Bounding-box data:
· · · · · · ·
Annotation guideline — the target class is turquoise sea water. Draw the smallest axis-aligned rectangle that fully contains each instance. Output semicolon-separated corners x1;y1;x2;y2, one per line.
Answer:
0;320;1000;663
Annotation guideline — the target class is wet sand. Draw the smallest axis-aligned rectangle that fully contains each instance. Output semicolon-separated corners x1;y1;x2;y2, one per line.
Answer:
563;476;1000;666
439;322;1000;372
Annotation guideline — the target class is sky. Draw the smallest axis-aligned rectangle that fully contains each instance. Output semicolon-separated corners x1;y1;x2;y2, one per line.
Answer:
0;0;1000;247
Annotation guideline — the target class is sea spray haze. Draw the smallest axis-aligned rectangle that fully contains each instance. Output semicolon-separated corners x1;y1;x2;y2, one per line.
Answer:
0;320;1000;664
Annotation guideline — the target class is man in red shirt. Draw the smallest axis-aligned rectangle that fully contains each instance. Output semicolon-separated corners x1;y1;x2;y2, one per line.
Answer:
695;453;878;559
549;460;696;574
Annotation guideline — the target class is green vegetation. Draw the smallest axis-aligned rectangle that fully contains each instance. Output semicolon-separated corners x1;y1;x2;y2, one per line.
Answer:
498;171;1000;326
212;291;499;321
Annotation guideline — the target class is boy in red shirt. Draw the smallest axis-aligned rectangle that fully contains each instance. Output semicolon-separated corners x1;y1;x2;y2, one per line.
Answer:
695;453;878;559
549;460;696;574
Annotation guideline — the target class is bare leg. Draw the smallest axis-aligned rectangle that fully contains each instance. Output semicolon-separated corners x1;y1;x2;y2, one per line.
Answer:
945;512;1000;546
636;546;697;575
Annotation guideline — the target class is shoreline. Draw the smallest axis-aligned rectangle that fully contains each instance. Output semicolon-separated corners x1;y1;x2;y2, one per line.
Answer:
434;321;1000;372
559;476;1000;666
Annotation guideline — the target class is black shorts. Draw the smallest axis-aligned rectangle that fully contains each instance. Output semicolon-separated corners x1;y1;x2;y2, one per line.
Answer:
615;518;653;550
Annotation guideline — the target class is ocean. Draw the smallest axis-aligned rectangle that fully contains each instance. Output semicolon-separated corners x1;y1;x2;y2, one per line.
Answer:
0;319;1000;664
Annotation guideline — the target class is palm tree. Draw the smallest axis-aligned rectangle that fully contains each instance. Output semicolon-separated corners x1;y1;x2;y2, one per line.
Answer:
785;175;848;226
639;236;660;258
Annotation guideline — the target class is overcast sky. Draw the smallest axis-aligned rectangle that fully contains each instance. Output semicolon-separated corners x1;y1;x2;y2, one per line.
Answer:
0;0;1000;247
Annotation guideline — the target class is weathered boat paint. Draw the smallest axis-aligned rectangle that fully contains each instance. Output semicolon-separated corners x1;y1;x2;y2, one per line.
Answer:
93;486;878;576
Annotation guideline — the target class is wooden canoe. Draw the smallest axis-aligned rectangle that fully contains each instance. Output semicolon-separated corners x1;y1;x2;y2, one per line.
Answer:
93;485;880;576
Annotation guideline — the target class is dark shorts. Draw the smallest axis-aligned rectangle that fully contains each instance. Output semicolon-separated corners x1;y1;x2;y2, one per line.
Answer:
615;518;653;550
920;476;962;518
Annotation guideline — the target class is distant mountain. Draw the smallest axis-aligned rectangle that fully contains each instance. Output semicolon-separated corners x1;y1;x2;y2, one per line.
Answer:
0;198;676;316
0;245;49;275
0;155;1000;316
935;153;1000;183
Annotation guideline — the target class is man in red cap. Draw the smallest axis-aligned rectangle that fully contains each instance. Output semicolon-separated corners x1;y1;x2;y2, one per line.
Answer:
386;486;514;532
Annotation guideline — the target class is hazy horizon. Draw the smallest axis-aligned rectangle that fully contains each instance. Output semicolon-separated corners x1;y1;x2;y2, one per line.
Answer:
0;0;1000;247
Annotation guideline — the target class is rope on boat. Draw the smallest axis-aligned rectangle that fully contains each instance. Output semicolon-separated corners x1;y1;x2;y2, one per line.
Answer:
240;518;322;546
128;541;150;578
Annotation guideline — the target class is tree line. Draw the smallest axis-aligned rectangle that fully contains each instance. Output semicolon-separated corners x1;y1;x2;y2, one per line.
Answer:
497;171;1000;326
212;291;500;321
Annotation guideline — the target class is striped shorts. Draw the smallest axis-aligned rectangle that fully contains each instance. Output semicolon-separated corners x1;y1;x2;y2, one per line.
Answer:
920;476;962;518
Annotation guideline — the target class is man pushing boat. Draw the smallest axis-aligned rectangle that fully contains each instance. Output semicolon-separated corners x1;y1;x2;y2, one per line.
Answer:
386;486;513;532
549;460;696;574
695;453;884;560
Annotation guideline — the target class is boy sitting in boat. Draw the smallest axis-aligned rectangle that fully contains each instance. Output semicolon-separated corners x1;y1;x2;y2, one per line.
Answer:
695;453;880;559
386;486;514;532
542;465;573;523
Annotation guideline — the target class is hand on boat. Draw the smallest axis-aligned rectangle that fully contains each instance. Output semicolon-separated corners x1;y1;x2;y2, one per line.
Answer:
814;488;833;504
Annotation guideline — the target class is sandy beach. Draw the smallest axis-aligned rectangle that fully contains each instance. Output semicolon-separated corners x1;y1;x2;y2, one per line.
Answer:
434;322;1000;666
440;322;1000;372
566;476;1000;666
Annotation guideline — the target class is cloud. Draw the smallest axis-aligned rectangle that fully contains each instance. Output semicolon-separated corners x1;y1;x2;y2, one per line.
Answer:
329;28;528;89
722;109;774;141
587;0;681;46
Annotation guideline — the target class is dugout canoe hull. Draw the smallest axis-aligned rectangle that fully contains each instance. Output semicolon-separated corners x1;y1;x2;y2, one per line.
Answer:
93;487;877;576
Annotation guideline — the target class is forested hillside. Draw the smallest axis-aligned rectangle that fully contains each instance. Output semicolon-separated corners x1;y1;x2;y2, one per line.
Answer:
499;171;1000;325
· · · · · · ·
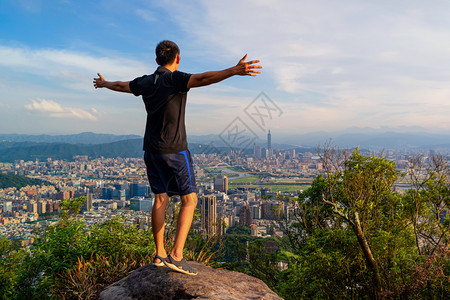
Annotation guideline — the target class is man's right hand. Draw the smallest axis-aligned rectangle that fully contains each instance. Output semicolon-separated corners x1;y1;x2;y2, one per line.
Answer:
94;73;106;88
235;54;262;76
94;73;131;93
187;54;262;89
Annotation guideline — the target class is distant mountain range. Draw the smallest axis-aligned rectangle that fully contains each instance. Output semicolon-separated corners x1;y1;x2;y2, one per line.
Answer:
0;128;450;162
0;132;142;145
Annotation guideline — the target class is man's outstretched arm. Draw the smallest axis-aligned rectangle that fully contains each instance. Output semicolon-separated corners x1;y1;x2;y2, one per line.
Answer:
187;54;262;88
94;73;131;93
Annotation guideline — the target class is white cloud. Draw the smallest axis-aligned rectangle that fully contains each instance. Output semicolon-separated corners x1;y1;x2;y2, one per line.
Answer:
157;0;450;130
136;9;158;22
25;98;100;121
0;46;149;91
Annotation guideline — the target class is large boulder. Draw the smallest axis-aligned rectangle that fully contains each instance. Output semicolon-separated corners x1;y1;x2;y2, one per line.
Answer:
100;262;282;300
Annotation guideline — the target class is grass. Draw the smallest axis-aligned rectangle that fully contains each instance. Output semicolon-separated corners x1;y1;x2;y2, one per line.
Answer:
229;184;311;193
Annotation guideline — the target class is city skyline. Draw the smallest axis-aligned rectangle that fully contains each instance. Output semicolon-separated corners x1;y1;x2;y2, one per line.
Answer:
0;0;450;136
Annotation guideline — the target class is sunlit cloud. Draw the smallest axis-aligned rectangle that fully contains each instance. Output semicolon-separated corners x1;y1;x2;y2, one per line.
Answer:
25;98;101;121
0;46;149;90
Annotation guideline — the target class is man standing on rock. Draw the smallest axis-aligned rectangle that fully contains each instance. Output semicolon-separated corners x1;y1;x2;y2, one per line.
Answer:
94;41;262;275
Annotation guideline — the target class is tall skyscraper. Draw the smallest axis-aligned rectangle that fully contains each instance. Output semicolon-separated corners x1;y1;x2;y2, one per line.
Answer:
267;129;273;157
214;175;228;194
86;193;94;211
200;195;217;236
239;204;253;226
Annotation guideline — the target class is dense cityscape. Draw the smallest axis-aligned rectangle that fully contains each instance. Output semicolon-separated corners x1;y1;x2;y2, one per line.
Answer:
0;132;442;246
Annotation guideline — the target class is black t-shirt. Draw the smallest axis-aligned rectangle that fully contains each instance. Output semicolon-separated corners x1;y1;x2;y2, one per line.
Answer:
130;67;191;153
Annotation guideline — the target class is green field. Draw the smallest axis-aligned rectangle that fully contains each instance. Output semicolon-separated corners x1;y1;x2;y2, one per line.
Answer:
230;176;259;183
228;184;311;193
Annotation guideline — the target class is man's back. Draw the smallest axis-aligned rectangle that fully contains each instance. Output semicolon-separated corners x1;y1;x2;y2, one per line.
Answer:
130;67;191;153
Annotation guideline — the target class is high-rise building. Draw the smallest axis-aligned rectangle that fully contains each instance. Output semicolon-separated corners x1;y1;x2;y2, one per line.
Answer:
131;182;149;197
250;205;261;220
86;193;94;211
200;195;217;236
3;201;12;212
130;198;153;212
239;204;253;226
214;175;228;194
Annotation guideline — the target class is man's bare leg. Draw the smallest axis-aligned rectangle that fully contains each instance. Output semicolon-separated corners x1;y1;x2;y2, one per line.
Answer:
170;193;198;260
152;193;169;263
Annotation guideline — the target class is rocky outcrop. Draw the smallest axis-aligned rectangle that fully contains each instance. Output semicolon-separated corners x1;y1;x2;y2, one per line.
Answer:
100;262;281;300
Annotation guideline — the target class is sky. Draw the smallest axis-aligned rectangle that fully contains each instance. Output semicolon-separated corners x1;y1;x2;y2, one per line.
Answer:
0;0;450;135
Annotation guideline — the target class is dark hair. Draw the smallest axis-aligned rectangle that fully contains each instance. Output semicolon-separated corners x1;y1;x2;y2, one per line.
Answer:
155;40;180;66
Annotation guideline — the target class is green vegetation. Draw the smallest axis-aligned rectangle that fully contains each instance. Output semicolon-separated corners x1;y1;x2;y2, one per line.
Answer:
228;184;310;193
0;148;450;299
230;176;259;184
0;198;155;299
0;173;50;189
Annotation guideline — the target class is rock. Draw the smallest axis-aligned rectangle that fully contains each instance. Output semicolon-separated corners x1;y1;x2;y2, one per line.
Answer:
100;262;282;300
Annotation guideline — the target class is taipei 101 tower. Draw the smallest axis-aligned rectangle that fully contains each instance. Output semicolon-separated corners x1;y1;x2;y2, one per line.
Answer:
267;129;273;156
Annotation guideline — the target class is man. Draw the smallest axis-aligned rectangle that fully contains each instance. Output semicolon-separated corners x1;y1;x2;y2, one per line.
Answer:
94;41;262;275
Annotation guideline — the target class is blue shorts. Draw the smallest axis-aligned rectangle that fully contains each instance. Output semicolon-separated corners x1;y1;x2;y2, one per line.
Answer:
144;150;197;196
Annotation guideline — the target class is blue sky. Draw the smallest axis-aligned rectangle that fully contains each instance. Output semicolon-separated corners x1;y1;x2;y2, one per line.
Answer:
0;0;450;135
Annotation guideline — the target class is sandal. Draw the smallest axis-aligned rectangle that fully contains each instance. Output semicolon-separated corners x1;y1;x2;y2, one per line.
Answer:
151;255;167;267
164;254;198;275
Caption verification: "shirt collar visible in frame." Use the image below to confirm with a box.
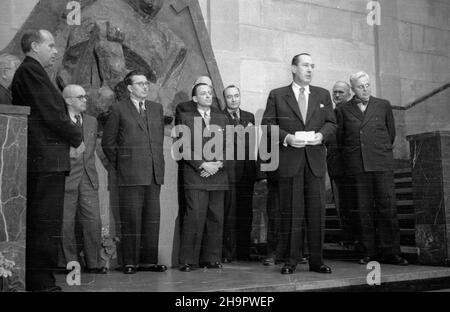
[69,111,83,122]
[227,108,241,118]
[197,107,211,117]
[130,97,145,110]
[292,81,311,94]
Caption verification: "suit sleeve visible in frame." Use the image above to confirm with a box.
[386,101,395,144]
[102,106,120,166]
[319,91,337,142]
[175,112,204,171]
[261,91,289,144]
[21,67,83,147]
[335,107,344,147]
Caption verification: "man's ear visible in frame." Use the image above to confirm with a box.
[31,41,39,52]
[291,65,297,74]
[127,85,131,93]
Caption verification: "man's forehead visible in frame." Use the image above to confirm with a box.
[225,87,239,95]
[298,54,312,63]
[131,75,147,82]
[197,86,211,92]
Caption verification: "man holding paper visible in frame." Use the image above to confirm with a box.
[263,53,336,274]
· · · · · · ·
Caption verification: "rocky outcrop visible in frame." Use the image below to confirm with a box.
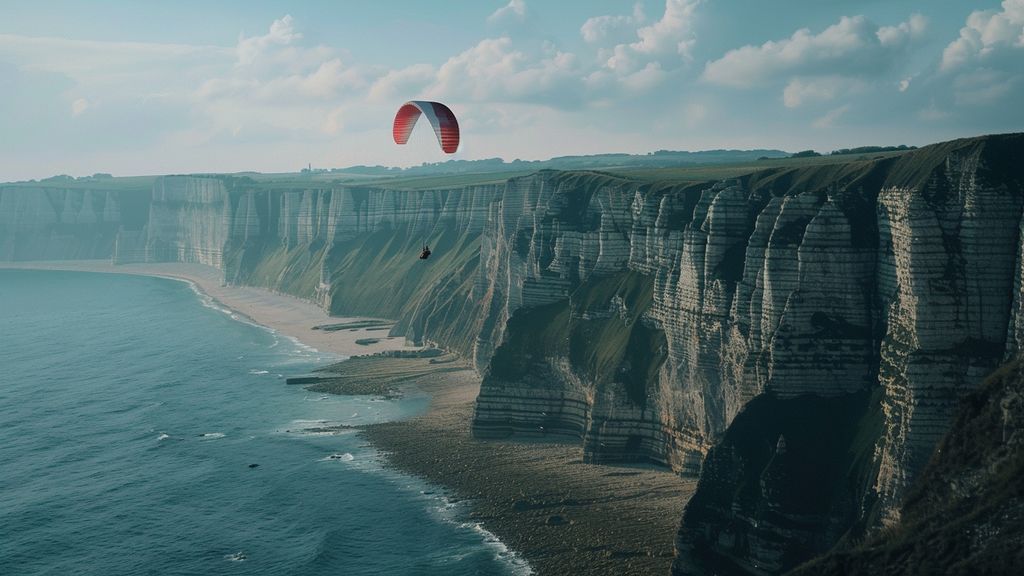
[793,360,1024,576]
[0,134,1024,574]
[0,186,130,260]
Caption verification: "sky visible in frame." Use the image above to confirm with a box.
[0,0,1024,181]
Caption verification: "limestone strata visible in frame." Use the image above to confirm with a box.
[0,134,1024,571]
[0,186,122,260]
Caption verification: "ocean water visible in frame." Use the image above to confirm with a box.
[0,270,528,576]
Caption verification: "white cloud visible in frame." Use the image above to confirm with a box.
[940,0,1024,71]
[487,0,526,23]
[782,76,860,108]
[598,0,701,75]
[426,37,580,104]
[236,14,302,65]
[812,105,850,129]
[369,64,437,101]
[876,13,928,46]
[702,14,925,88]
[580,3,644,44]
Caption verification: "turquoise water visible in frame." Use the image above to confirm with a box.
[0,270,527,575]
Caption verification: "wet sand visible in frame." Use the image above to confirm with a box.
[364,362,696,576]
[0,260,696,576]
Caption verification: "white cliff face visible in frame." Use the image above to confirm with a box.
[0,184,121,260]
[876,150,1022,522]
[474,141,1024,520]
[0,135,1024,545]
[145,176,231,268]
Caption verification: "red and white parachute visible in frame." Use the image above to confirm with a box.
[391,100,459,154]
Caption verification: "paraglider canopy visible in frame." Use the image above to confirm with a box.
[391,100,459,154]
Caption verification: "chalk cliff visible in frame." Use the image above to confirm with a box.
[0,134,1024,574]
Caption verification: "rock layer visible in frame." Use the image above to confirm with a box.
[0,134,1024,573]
· · · · · · ·
## What this task involves
Reproduce the data above, starting with the line that contains "Annotation guideline — the target class is man pushing" and continuing through the line that contains "542;465;573;523", both included.

## Answer
Annotation guideline — the target class is man pushing boat. Draw the smallest axis-aligned rectangle that fully contains each instance. Output semicolon-separated corners x1;y1;x2;y2, one per line.
Answer:
386;486;513;532
549;460;696;574
695;453;884;560
Annotation guideline — the target class is boy sitting in boat. Draw the smallest axis-aligned rectangle that fully contains each instance. Output semicolon-separated corners x1;y1;x2;y2, one per line.
Answer:
695;453;880;559
386;486;514;532
542;465;573;523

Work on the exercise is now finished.